* **SHORT EXERCISE 1**: Count how many lines in the records include the word "interior", and give only that number.

* **SOURCE**:
----
Monday, March 20, 2017

When the Church is Not a Building But People (Small-Group In the New Testament)

In Acts 20:20, the apostle Paul said to the Ephesus’ Christians, “I kept back nothing that was helpful, but proclaimed it to you, and taught you publicly and from house to house.” The early church followed Jesus’ pattern of discipleship and spiritual family life. They broke bread from “house to house” and had large corporate meetings:

All the believers devoted themselves to the apostle’s teaching, and to fellowship, and to sharing in meals (including the Lord’s Supper) and to prayer. A deep sense of awe came over them all, and the apostles performed many miraculous signs and wonders. And all the believers met together in one place and shared everything they had. They sold their property and possessions and shared the money with those in need. They worshipped together at the Temple each day, met in homes for the Lord’s Supper, and shared their meals with great joy and generosity – all the while praising God and enjoying the goodwill of all the people. And each day the Lord added to their fellowship those who were being saved” (Acts 2:42-47).

God’s people gathered at the temple and met in small groups in homes. Hey, all of this happened in homes! Peter evangelized Cornelius by meeting him and his family and friends at home (see Acts 10:22-48). Some met in the house of Mary, John Mark’s mother, and experienced small-group life (see Acts 12:12). The believers in Philippi met in homes such Lydia’s (see Acts 16:30-34 and 16:15, 40). The believers in Rome met in Priscilla’s and Aquila’s home (see Romans 16:3-5). Apostle Paul sent his greetings to the household of Aristobulus and Narcissus (see Romans 16:10-11). Paul also once wrote to his friend Philemon and sent his greetings to “the church that meets in your house” (Philemon 1:2). All of these references are from my past studies, all give the evident that the early church met in small groups in homes.
----
* **ITEMS**:
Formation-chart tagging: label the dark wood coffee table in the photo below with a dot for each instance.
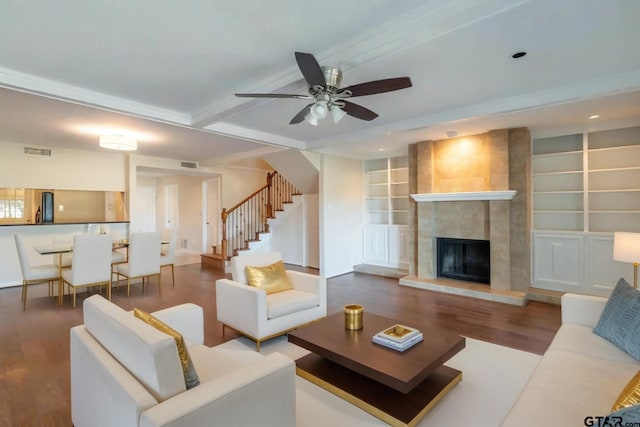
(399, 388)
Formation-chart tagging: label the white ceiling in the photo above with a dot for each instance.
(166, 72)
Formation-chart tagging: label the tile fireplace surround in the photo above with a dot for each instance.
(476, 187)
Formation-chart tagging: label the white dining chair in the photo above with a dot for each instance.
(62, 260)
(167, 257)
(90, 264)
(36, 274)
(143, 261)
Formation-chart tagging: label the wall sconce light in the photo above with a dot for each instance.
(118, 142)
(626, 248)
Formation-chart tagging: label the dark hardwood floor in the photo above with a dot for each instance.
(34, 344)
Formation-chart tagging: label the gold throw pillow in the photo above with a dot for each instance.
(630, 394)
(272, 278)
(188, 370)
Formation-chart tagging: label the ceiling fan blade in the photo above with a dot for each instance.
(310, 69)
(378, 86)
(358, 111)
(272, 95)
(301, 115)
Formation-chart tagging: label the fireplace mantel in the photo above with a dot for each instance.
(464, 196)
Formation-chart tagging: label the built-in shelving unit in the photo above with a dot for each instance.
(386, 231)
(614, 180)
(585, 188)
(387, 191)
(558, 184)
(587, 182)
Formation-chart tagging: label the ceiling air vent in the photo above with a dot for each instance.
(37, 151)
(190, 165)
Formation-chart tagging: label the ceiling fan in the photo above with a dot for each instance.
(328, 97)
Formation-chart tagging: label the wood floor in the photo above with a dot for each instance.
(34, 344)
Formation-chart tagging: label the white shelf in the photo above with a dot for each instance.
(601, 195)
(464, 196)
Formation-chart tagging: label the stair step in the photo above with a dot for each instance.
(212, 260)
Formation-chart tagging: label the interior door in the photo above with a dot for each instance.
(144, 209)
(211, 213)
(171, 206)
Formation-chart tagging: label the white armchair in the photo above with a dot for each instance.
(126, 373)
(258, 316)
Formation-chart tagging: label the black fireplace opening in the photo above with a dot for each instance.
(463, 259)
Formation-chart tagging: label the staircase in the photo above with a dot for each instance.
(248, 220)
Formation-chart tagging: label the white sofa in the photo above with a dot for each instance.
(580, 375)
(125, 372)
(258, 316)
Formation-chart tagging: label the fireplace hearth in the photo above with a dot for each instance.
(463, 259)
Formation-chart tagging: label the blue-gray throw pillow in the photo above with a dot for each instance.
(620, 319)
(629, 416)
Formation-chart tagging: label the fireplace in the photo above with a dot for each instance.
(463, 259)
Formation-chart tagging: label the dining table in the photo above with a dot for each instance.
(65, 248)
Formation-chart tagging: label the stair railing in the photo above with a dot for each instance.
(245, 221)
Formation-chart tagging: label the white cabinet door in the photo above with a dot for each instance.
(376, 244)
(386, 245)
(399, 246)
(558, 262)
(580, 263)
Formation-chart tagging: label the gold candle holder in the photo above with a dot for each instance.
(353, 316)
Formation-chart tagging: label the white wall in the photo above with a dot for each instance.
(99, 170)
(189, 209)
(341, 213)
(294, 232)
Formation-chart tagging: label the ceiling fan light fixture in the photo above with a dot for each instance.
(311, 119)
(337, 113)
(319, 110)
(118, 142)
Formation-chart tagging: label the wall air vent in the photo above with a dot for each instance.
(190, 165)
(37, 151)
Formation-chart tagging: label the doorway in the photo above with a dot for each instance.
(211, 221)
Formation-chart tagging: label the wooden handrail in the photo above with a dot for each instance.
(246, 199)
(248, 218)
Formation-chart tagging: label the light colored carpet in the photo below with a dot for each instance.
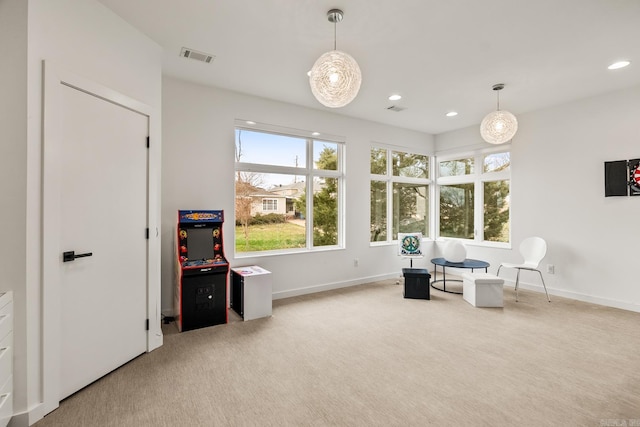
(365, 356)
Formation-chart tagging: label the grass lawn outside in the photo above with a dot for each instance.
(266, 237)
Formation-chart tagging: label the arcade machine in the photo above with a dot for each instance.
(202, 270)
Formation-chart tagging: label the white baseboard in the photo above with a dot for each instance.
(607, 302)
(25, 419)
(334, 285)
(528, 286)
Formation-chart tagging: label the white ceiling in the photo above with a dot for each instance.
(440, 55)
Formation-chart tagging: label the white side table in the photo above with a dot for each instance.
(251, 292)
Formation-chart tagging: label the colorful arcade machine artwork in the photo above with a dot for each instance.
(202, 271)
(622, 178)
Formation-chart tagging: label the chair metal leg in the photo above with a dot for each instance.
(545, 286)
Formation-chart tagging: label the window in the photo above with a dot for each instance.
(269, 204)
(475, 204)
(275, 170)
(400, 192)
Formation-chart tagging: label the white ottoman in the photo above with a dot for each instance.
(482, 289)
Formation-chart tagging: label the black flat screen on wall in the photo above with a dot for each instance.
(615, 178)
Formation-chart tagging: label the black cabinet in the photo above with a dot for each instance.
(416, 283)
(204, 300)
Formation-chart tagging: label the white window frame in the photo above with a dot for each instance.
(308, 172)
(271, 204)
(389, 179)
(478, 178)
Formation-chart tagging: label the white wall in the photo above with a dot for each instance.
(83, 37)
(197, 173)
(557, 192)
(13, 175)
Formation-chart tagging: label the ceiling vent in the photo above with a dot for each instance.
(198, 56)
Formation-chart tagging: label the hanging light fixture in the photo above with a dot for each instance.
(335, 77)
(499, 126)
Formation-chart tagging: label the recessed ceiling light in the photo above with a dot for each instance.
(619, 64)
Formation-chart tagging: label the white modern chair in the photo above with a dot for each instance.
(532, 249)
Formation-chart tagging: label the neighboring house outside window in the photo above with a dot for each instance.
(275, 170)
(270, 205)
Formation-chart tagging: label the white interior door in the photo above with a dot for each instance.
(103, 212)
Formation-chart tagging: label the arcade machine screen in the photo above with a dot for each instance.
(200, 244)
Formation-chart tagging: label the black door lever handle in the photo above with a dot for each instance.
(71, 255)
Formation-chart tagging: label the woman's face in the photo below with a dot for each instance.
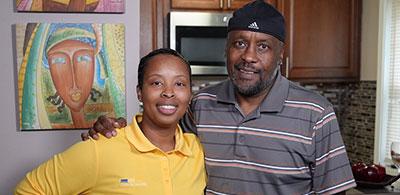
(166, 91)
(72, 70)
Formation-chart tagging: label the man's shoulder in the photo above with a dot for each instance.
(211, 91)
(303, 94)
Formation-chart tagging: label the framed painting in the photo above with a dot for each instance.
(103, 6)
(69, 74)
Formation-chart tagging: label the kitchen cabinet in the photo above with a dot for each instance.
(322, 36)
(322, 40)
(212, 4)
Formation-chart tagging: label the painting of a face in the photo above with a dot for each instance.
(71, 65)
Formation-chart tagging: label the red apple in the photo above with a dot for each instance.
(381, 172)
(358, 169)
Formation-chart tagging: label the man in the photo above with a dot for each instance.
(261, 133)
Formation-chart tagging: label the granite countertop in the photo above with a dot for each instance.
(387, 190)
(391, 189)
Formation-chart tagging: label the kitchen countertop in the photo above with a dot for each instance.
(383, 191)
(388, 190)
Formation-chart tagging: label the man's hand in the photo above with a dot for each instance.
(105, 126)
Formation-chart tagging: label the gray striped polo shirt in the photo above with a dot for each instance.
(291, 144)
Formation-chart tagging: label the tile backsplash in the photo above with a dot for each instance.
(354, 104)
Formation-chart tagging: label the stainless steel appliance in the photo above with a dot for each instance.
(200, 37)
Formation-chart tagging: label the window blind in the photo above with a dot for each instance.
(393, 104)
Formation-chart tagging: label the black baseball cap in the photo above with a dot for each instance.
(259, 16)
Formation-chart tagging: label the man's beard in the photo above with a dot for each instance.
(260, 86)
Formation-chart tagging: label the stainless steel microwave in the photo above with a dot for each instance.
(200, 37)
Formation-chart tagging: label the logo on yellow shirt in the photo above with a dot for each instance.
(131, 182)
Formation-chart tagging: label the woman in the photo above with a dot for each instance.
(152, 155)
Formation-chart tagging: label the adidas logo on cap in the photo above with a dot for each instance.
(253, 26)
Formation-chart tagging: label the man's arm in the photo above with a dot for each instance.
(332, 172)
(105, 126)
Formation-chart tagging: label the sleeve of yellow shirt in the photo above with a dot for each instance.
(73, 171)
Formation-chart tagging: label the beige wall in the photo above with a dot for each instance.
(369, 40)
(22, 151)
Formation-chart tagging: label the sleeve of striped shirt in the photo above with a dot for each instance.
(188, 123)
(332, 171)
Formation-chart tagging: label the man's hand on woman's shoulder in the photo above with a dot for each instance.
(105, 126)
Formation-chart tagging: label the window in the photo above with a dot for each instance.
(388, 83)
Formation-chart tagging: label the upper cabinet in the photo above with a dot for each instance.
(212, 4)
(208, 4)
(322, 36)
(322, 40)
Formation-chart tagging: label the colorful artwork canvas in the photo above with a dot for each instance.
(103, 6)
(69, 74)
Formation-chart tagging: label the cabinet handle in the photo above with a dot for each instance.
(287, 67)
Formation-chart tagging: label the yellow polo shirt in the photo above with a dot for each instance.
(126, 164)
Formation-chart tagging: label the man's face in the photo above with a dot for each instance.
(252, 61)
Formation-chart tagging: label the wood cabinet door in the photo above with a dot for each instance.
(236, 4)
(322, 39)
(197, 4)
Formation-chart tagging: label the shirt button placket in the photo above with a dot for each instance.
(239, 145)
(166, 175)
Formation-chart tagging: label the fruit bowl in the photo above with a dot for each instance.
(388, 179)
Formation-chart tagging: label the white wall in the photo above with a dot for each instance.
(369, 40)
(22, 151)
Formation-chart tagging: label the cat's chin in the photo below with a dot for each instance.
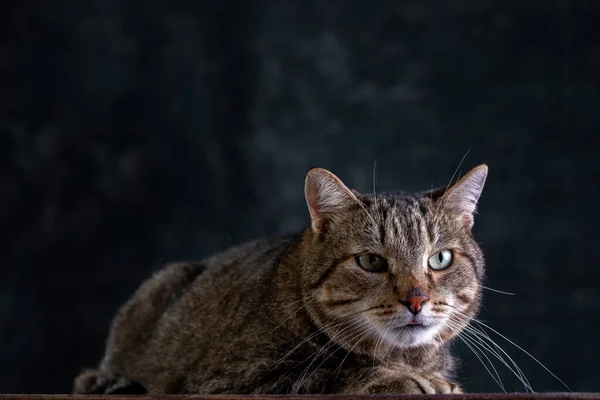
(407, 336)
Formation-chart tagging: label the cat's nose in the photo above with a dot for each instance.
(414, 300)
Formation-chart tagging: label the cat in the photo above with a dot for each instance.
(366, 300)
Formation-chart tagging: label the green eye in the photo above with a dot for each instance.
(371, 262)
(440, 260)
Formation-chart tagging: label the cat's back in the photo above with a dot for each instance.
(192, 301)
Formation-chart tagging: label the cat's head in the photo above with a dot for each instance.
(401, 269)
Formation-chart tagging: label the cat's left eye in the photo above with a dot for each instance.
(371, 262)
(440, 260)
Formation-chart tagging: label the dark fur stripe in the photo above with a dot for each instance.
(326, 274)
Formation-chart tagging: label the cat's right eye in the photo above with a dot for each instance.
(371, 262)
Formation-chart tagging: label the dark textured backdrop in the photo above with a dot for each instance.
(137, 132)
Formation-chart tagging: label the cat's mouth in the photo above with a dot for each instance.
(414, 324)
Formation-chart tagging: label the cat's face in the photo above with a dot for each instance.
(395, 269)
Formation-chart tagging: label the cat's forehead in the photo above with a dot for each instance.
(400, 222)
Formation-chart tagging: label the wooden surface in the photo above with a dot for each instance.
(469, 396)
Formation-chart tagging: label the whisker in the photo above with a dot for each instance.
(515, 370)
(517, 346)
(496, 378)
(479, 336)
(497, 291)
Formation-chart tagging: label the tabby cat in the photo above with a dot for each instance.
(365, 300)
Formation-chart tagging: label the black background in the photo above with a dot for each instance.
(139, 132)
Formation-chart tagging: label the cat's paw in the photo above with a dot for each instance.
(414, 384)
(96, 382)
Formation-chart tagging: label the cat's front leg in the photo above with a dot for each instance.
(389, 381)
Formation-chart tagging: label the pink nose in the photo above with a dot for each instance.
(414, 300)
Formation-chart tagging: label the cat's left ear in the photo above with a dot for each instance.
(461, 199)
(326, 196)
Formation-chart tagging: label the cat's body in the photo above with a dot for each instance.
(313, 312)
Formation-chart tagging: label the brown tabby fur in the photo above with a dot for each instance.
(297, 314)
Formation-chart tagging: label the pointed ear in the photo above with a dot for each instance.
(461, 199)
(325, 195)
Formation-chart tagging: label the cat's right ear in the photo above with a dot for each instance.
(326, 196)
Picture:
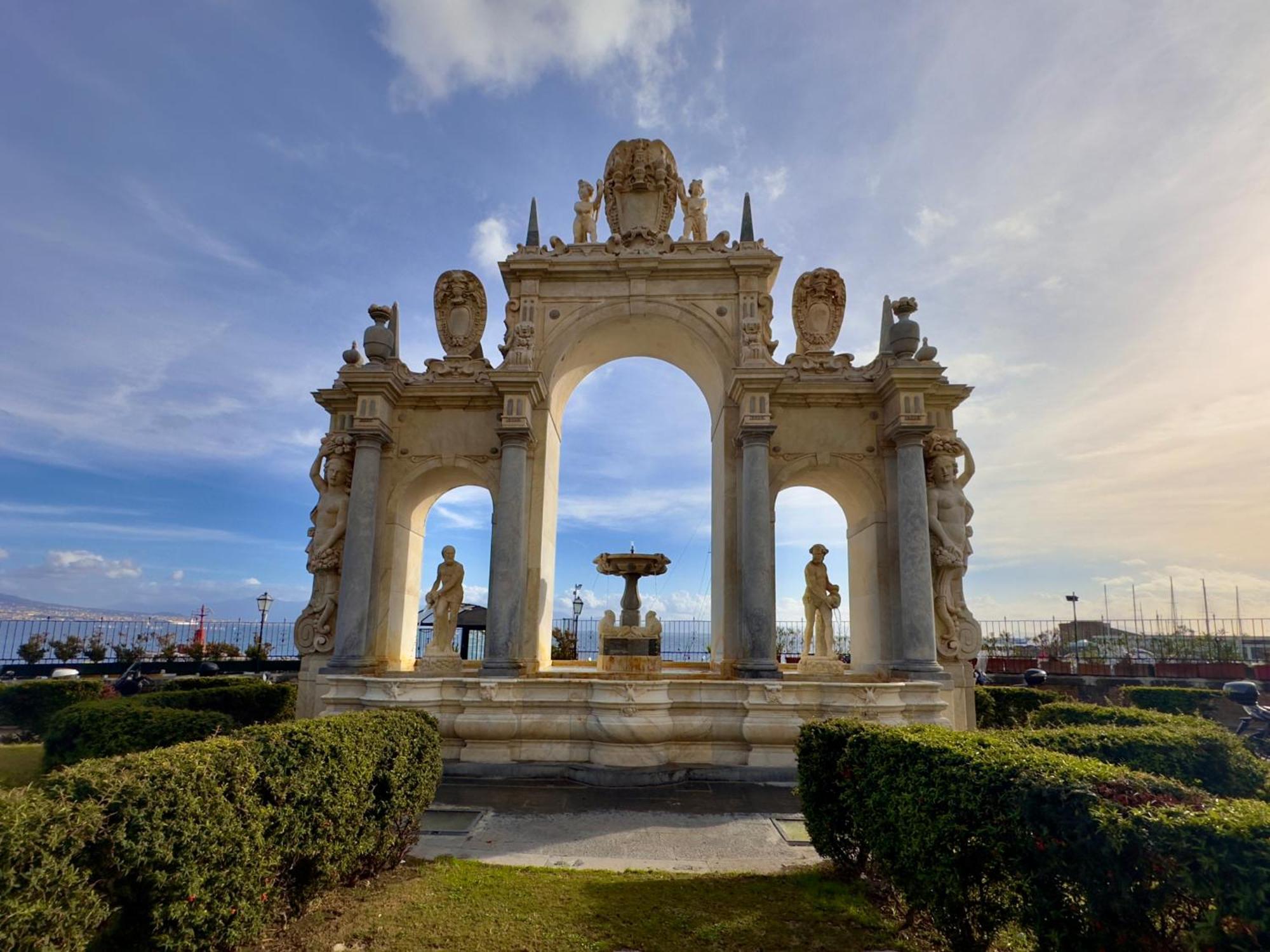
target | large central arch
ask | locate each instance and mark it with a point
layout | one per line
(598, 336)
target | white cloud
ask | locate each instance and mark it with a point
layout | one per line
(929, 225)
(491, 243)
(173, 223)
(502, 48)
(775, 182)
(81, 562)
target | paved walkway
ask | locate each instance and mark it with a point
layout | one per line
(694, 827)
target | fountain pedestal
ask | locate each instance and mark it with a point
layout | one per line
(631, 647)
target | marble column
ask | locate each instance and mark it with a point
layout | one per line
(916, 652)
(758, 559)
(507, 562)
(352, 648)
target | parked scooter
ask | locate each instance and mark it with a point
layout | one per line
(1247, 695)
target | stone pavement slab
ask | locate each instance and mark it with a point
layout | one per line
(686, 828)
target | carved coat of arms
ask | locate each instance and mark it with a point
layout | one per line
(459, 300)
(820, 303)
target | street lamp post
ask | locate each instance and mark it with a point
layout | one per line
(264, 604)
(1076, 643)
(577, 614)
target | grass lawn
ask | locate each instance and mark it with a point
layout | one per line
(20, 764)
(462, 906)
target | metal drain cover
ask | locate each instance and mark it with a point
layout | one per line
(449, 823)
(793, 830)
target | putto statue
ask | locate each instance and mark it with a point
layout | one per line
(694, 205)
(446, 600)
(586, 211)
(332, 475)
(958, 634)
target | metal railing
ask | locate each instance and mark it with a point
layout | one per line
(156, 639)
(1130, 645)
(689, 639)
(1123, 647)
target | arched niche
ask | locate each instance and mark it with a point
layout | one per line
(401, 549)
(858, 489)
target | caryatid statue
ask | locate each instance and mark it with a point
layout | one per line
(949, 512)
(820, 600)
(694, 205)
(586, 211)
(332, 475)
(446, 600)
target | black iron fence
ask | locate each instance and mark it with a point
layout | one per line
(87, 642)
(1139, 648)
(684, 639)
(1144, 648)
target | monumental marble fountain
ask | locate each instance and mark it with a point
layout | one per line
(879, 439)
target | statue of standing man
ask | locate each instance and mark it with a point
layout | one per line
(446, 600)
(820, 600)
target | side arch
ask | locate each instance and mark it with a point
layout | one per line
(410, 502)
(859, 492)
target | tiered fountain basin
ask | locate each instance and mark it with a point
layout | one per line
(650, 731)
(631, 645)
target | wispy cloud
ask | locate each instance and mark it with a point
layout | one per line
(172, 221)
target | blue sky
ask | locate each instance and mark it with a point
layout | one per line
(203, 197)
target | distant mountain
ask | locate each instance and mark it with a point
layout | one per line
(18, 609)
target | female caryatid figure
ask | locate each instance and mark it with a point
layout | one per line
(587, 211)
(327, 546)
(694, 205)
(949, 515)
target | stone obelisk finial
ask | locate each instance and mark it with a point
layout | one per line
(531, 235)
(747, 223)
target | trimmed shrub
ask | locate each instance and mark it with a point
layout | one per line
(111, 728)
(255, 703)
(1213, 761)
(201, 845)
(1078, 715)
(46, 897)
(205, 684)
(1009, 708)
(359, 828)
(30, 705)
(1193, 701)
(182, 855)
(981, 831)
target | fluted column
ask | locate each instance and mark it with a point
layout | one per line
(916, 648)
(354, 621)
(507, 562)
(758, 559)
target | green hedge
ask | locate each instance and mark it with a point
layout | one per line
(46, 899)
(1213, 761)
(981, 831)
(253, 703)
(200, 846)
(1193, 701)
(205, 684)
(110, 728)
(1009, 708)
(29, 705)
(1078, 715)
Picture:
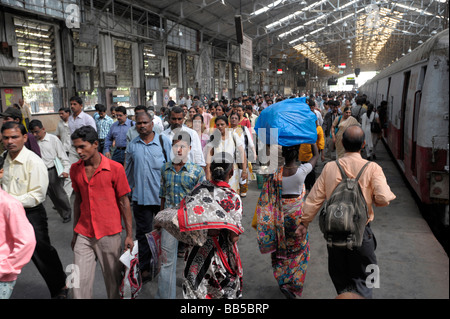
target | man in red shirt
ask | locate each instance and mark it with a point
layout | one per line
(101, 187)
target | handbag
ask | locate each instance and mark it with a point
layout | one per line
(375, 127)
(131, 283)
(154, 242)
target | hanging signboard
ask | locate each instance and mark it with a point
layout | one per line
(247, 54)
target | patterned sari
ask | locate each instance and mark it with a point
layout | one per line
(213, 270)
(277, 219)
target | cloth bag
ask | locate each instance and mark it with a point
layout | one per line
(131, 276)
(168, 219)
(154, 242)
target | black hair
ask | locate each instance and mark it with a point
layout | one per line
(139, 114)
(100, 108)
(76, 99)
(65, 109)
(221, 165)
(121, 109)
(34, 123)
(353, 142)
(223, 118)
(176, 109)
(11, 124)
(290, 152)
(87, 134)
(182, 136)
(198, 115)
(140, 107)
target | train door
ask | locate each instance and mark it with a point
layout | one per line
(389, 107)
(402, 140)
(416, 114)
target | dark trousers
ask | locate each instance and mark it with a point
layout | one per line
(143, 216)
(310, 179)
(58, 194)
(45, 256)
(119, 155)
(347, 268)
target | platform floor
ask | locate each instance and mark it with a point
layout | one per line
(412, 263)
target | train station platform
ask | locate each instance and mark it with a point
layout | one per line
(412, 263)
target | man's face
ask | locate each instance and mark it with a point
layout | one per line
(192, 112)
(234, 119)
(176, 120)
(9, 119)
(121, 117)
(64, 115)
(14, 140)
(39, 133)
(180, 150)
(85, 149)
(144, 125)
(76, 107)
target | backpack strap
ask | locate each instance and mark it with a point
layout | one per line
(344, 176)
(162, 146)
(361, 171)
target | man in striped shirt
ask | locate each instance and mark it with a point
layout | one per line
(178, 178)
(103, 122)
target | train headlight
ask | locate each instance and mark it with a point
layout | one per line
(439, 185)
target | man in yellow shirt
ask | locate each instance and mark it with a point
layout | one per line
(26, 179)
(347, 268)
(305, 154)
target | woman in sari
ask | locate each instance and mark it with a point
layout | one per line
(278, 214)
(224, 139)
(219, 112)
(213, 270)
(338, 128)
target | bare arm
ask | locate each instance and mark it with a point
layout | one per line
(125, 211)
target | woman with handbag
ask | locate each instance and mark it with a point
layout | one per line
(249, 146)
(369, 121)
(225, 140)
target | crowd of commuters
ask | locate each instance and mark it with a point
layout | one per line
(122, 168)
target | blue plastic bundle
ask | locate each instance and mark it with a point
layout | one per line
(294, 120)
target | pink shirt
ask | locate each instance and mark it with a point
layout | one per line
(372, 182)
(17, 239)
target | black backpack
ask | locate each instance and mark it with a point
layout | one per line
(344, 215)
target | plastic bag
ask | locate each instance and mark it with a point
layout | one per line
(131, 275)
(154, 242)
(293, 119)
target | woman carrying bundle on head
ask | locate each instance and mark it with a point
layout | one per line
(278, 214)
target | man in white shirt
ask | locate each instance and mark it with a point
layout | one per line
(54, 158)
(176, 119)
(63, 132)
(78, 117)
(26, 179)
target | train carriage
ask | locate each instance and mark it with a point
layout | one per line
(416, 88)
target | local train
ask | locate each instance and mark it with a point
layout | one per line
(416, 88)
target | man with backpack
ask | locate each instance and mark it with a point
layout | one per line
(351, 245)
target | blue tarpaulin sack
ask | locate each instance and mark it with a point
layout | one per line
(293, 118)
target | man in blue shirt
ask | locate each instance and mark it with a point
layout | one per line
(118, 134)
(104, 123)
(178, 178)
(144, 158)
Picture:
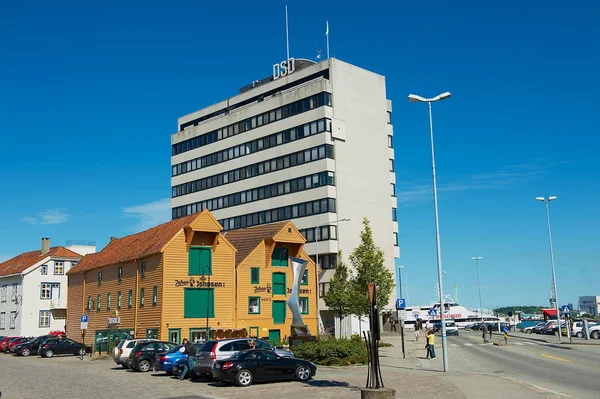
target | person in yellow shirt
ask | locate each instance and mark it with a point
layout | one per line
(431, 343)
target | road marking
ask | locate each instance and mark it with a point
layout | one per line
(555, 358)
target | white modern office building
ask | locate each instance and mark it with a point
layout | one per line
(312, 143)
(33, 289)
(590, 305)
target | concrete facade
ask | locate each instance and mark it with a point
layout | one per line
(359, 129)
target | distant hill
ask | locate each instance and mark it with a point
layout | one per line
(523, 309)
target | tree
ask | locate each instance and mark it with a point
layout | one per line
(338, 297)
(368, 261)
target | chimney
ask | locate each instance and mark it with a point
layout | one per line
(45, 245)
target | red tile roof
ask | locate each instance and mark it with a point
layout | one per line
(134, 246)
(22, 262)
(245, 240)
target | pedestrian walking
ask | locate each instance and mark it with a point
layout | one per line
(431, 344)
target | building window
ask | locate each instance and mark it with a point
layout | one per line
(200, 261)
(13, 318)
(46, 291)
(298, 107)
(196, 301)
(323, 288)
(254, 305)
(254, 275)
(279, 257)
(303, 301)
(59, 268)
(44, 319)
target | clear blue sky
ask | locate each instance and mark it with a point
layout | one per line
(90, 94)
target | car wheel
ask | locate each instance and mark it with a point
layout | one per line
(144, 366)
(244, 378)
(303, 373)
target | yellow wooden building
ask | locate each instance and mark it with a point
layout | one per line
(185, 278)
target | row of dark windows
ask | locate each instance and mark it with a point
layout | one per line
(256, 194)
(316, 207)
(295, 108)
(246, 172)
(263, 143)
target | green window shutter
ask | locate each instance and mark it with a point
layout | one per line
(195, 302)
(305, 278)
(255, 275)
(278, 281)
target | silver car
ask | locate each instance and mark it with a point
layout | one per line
----
* **SHORT EXERCISE 2**: Summarize the piece on the early church meeting in homes in two sentences.

* **RESULT 1**: 2

* **RESULT 2**: Following Jesus' pattern of discipleship and family life, the early church held large meetings at the Temple and also met in small groups in homes for teaching, fellowship, shared meals and prayer. Several New Testament passages support this, pointing to believers gathering in the homes of Cornelius, Mary the mother of John Mark, Lydia, Priscilla and Aquila, and Philemon.